* **TASK DATA**
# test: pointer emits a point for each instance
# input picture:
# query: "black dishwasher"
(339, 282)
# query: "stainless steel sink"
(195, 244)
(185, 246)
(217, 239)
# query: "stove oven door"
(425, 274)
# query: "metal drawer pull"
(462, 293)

--

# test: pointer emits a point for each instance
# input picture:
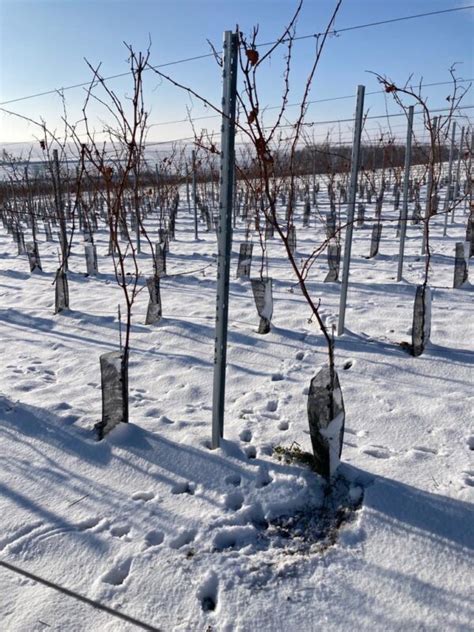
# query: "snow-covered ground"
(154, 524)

* **WHAT THIS TASK INVOLVES**
Report each line of the records that contains the string "query", copying every such line in full.

* **TASK RESULT**
# query: "black dishwasher"
# query: "stainless steel sink"
# query: "stove oven door"
# query: "metal drawer pull"
# query: "snow-covered ground"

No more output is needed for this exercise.